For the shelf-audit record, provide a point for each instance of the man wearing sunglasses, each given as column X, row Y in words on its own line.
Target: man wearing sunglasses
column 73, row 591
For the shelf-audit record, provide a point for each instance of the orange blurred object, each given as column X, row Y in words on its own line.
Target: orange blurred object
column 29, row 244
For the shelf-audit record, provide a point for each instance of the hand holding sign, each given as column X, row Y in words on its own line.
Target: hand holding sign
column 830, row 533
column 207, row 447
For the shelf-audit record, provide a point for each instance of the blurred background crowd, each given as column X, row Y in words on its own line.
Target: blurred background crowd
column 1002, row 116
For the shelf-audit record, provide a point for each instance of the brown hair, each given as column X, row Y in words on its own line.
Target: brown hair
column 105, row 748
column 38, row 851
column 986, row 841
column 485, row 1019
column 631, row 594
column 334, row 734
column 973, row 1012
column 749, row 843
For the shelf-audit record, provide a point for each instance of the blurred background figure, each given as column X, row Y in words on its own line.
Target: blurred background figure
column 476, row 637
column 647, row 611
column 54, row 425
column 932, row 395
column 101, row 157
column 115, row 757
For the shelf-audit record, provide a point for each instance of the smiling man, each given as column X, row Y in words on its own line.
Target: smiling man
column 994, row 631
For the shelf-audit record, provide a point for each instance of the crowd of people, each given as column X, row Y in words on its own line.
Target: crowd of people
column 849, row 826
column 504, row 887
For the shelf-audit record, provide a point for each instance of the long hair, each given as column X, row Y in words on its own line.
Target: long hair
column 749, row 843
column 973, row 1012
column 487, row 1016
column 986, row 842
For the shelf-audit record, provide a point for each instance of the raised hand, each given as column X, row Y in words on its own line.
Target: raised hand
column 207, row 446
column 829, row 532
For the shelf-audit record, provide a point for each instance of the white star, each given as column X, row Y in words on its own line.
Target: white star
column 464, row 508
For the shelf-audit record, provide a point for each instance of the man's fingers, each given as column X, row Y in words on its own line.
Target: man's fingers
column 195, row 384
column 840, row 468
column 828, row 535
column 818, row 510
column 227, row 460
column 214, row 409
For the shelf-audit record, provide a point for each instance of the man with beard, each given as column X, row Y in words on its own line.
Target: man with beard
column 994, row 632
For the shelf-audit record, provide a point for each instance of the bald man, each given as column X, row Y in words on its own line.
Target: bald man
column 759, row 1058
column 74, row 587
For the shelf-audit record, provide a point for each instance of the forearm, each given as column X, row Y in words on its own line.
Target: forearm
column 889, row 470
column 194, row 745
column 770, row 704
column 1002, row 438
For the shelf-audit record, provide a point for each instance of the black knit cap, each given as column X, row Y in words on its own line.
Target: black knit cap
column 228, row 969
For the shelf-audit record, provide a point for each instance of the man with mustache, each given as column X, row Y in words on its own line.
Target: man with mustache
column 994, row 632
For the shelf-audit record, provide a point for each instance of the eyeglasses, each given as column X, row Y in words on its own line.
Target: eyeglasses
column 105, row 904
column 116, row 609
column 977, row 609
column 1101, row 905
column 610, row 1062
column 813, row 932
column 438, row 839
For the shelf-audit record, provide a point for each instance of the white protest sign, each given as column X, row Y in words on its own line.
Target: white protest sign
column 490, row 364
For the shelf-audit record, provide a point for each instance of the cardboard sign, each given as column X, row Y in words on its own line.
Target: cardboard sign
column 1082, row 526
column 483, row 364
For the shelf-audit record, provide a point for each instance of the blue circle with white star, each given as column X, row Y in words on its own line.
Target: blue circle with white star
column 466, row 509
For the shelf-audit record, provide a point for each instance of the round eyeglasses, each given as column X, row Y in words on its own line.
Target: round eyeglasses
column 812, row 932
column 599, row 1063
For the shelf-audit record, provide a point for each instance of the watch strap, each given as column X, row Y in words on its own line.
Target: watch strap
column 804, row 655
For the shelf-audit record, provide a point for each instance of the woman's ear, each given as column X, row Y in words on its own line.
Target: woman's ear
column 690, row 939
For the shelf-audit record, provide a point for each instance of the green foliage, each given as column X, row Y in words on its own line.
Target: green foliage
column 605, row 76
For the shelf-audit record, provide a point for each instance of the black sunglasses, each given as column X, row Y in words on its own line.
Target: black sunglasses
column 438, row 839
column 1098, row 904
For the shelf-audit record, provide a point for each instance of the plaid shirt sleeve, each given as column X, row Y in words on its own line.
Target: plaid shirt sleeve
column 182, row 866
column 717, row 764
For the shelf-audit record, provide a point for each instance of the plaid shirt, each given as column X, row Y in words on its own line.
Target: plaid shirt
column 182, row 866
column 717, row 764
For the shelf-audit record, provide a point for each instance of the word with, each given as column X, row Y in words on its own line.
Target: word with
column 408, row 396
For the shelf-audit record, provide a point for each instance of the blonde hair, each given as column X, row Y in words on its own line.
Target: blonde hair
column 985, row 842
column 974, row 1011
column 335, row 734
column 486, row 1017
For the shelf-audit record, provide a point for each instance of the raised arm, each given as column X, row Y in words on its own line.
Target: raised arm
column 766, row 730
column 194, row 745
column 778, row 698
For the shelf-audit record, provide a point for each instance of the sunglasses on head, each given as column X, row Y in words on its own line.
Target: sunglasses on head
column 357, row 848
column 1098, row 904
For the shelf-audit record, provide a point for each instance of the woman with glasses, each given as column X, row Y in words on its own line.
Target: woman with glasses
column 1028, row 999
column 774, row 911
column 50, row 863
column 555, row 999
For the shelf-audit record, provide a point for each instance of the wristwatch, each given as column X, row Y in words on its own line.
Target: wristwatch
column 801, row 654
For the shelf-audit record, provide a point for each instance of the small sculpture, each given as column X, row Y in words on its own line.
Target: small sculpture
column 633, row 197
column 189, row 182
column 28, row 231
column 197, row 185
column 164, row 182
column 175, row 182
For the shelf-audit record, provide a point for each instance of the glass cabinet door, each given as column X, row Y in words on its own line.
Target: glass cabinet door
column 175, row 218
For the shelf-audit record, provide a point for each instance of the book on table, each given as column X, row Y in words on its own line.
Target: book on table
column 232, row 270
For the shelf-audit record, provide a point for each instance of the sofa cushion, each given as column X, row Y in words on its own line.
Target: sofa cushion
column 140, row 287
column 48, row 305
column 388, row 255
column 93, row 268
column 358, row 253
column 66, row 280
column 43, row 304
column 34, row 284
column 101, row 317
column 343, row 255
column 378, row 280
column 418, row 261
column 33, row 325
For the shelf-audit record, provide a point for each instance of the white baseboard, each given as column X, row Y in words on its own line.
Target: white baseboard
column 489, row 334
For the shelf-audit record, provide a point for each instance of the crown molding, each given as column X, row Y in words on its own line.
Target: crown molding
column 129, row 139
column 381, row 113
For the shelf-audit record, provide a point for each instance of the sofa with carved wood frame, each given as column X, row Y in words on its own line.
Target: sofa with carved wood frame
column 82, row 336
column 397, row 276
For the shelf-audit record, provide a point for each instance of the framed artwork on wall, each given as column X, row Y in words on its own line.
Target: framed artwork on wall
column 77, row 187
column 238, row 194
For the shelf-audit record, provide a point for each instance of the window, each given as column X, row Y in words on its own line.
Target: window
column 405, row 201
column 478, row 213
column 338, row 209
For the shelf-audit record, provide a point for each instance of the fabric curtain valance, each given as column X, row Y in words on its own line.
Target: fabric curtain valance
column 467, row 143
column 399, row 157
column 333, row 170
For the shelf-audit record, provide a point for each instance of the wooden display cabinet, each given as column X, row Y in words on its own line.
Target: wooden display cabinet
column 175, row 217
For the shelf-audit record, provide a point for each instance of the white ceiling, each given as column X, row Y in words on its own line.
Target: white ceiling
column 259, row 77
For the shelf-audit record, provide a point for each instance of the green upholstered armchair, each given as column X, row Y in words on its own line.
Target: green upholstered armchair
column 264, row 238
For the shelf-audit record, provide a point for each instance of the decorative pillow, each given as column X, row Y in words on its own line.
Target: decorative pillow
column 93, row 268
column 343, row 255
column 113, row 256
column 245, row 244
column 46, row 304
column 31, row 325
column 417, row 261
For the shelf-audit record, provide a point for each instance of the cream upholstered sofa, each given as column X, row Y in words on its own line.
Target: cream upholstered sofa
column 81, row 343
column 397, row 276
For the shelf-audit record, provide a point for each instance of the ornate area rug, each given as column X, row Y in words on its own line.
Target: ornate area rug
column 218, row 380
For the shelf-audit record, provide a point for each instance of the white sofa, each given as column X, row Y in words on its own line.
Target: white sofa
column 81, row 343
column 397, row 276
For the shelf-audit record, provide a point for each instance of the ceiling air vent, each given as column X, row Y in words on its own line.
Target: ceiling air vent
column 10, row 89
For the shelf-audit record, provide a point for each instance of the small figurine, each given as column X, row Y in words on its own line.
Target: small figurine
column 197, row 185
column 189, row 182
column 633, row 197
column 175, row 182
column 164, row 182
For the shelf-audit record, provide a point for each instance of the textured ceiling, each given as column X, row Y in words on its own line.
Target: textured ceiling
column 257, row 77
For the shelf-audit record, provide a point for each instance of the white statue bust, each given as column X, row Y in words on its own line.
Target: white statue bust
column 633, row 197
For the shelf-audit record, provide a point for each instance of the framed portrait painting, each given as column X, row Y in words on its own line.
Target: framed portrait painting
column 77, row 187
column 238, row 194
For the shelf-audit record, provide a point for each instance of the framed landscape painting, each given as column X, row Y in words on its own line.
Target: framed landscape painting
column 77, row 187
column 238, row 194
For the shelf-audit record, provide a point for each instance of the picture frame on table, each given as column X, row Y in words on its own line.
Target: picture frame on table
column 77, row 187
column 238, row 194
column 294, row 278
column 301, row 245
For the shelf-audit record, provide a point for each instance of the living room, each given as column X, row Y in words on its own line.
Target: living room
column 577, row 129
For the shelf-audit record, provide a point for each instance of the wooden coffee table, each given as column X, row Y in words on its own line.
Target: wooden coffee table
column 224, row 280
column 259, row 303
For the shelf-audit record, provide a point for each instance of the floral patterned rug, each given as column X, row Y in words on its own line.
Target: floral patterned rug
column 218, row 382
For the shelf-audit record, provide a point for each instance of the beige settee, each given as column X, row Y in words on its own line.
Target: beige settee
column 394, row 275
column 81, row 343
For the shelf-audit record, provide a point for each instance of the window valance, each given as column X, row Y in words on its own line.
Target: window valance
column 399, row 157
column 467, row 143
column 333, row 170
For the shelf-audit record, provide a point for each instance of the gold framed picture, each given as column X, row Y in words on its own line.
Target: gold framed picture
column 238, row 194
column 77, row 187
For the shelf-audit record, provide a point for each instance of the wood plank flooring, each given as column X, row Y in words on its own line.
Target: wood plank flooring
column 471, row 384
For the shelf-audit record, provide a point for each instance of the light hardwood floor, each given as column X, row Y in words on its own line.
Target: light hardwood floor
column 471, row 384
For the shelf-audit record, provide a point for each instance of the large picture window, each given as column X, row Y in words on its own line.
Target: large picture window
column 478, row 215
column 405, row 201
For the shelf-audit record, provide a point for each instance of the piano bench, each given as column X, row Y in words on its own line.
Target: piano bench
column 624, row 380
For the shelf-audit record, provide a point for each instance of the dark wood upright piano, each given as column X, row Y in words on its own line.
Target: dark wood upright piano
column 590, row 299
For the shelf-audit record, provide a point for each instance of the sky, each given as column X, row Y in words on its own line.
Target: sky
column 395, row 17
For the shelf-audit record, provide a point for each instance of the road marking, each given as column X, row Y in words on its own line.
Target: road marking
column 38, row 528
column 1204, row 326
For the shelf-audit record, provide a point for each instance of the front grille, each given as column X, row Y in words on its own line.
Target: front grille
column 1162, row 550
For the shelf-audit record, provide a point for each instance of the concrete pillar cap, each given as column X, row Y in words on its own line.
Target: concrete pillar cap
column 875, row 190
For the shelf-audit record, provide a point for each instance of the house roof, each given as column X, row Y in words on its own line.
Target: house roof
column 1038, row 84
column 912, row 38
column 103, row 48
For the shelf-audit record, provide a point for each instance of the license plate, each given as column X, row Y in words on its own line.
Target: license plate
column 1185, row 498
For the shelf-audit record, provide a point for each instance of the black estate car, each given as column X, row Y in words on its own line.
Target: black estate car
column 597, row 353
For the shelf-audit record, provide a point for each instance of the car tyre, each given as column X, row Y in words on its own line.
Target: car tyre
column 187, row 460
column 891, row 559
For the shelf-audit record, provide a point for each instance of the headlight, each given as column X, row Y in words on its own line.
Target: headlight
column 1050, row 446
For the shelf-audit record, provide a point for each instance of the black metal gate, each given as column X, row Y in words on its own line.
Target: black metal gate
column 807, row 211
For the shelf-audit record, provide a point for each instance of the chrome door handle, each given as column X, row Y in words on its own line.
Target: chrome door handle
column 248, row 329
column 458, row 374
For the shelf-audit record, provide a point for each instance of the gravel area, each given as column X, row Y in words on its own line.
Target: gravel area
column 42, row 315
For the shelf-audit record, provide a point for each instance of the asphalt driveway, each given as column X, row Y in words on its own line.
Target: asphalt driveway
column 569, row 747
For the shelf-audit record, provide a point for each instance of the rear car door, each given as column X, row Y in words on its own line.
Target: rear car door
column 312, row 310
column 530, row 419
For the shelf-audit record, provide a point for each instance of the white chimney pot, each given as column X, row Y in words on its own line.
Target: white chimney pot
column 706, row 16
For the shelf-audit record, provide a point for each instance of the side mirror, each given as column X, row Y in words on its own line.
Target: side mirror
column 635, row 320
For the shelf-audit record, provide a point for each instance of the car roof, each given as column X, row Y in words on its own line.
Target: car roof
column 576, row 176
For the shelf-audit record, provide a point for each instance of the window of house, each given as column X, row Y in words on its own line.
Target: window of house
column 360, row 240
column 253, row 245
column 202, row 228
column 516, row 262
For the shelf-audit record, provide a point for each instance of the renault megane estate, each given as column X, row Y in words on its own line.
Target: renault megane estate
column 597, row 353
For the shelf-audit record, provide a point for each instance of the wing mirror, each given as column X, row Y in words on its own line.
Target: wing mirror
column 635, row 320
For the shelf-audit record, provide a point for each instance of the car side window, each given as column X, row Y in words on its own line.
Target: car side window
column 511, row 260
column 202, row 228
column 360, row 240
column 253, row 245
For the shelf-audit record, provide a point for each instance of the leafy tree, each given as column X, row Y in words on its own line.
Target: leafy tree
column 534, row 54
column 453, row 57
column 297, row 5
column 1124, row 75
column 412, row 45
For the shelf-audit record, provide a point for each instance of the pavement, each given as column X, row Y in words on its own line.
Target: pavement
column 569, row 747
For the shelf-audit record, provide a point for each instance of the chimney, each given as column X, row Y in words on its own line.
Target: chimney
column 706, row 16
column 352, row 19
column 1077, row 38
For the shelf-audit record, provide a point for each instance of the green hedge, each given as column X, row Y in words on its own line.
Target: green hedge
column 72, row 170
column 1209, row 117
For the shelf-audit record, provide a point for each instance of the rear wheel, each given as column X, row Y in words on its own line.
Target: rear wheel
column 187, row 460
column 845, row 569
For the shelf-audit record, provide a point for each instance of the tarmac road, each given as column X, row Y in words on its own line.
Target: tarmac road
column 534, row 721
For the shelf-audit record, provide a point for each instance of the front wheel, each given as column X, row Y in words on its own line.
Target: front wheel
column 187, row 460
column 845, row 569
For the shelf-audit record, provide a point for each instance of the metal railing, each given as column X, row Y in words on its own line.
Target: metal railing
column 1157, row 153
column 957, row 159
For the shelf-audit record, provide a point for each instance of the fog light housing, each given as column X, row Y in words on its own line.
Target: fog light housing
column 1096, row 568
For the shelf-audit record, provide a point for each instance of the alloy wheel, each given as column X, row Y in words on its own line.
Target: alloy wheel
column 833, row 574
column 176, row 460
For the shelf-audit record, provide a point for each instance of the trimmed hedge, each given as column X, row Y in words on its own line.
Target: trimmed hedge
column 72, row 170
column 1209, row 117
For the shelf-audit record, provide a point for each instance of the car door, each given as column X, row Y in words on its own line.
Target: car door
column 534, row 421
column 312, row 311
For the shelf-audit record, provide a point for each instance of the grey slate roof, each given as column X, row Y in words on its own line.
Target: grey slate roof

### Task to complete
For this task, write out exactly the lines of the entries above, starting at the line with "of the watch" and ending at the line with "shirt sleeve, each", both included, and no others.

### Answer below
For the shelf-audit record, provide a point for each instance of the watch strap, each given as column X, row Y in words on its own line.
Target: watch strap
column 804, row 655
For the shelf-audit record, provide a point for each instance of the woman's ear, each given as column X, row Y in words on its own line.
Target: woman's ear
column 690, row 939
For the shelf-audit record, provide a point for each instance of the green foliage, each given as column X, row Y in words on its own line.
Target: green foliage
column 605, row 76
For the shelf-audit record, provide a point for each instance of the black sunglasses, each given as column X, row Y in words on its own line.
Target: black sunglasses
column 438, row 839
column 1098, row 904
For the shelf-audit record, provide a point for each instance of the plaid shirt sleeve, each given as column X, row Y in words on its own line.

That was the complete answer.